> Named-object pointing records

----------------

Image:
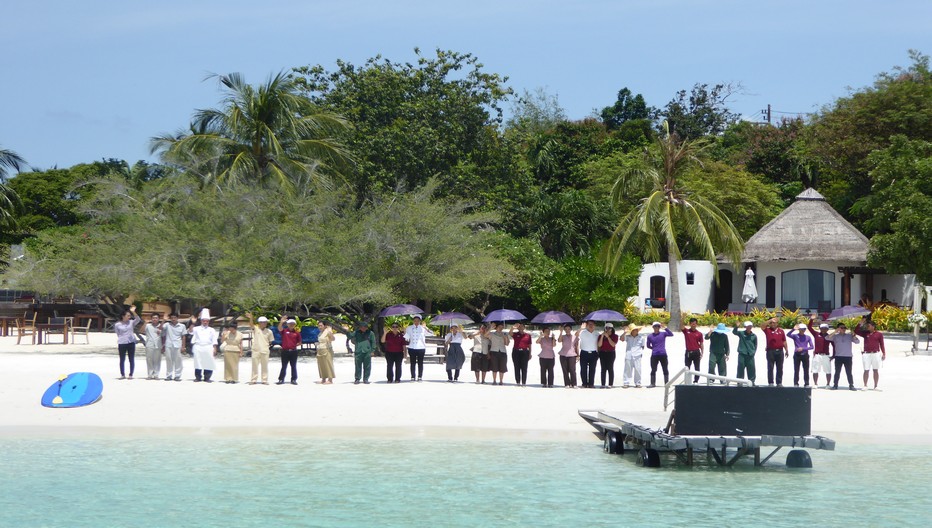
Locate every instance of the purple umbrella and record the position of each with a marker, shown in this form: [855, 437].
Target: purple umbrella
[552, 317]
[848, 311]
[504, 315]
[450, 319]
[401, 309]
[605, 315]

----------------

Rewrite the records with every "purple umbrella" replaced by "violet umbrella" and everything else left unchanged. Leave the pictures out.

> Task solution
Image:
Locate every instance of the violet umbrella and record the position of each with a marker, shown in this form: [855, 437].
Target: violet umbrella
[552, 317]
[848, 311]
[504, 315]
[450, 319]
[401, 309]
[605, 315]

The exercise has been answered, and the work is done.